TEXT EXTRACT:
────────────────────
Coda File System

Re: Ubik and PTS issues

From: Mark G. Hayden <Mark_G_Hayden_at_ibm.net>
Date: Sun, 15 Feb 1998 23:52:45 -0800
Michael Callahan wrote:
> 
> This is a good summary of the kind of primitives Ensemble provides.  One
> thing, however, to bear in mind: Ensemble is written as a framework in
> Objective Caml, a dialect of ML from INRIA in France.  So one has to think
> through the implementation consequences of incorporating it (which are
> more significant than those raised by starting to exploit a C library).

Ensemble is written in Ocaml, but it compiles as a C++ library, which
means programmers can use the C++ API without being aware of the use
of ML in Ocaml.  This includes performance: the Ensemble protocols
introduce as little as 8 bytes of header and 7 usecs of latency overhead
to the cost of an unreliable IP multicast.  This makes it the lowest
overhead reliable group communication system currently available.
Applications can, of course, also be written in ML.

> Michael
> 
> On Mon, 16 Feb 1998, Brian Bartholomew wrote:
> 
> > > What does "distributed simultaneous group broadcast code" mean?  It
> > > sounds like it means "multicast".  I assume, though, it provides
> > > some facilities beyond simple IP multicast.
────────────────────
TASK REQUIREMENTS:
• A. According to the thread, how much header and latency overhead do the Ensemble protocols add to the cost of an unreliable IP multicast?
• B. Extract the passage of the thread between "Re: Ubik and" and "a C library).", inclusive.

(Collected data)
────────────────────
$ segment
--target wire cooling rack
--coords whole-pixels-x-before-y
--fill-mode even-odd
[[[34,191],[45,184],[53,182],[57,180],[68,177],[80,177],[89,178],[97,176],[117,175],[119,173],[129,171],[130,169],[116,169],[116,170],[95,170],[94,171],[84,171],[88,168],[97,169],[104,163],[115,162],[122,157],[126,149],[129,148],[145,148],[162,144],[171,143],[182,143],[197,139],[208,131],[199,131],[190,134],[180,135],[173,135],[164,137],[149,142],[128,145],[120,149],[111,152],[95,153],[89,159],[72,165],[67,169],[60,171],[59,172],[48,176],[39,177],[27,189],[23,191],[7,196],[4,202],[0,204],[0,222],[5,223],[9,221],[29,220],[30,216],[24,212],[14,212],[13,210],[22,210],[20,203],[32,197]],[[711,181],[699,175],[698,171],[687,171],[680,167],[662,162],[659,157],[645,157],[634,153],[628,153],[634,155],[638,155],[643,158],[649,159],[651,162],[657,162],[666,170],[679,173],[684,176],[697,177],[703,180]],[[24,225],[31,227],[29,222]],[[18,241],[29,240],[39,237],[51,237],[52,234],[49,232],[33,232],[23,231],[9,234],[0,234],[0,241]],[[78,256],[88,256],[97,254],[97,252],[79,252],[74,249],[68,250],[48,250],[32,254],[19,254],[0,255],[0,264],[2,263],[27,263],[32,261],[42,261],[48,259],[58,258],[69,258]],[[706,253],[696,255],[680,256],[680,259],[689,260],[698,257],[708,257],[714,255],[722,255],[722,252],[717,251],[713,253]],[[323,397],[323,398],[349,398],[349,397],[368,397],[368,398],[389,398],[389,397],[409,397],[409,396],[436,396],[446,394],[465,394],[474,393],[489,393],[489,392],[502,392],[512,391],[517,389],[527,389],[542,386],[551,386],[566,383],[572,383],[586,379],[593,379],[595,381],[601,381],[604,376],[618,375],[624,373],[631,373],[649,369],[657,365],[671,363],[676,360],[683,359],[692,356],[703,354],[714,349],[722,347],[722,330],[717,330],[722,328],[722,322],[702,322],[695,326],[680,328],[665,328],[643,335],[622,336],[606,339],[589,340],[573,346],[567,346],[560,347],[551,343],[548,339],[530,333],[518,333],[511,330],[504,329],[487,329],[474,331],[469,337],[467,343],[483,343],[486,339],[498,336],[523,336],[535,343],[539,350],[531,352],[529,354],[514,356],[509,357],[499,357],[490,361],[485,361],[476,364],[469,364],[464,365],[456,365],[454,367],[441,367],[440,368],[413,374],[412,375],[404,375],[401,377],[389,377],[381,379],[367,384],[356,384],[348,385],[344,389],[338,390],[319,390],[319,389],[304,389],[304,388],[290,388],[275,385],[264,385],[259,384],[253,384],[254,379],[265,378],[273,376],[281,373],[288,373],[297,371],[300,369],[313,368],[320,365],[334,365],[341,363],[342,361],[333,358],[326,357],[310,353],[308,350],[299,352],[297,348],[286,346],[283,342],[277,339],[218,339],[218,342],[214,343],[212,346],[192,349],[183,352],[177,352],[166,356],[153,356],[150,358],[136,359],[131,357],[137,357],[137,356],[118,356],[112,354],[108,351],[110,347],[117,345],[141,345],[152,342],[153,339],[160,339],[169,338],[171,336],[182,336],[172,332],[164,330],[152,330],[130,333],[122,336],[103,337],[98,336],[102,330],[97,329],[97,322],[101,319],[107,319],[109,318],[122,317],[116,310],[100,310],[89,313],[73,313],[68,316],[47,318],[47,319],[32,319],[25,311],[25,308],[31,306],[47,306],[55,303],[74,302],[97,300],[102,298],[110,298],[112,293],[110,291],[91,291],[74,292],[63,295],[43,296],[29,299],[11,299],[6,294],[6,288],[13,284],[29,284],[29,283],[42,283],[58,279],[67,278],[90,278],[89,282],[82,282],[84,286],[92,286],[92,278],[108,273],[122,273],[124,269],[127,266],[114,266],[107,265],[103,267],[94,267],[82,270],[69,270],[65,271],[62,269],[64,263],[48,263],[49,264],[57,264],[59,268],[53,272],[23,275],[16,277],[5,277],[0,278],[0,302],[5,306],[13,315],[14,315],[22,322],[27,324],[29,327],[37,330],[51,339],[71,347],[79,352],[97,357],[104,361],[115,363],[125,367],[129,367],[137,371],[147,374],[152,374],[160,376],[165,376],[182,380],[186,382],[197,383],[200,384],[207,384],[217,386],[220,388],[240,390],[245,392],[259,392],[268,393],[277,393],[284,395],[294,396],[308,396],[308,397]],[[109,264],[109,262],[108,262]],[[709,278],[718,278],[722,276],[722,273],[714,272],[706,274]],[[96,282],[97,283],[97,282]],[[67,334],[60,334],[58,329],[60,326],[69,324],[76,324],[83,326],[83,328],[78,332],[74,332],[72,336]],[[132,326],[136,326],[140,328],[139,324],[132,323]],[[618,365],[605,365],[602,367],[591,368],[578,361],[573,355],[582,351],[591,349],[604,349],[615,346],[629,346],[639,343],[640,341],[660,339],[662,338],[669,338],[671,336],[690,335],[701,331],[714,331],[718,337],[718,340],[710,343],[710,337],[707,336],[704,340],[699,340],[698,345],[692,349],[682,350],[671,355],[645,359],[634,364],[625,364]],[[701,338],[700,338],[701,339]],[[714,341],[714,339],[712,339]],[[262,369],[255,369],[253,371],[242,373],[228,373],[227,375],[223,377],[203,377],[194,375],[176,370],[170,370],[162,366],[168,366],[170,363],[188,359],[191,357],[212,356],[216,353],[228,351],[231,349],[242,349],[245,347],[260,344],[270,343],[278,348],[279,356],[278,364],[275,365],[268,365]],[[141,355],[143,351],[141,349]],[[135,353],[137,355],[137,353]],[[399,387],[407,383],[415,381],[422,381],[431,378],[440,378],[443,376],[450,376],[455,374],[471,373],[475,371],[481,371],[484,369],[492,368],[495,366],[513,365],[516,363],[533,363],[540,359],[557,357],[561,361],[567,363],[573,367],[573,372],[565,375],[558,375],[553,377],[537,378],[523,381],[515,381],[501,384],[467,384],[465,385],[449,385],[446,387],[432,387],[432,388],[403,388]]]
────────────────────
ANSWERS TO THE PROBLEMS:
• A. As little as 8 bytes of header and 7 usecs of latency overhead.

• B.
Re: Ubik and PTS issues

From: Mark G. Hayden <Mark_G_Hayden_at_ibm.net>
Date: Sun, 15 Feb 1998 23:52:45 -0800
Michael Callahan wrote:
> 
> This is a good summary of the kind of primitives Ensemble provides.  One
> thing, however, to bear in mind: Ensemble is written as a framework in
> Objective Caml, a dialect of ML from INRIA in France.  So one has to think
> through the implementation consequences of incorporating it (which are
> more significant than those raised by starting to exploit a C library).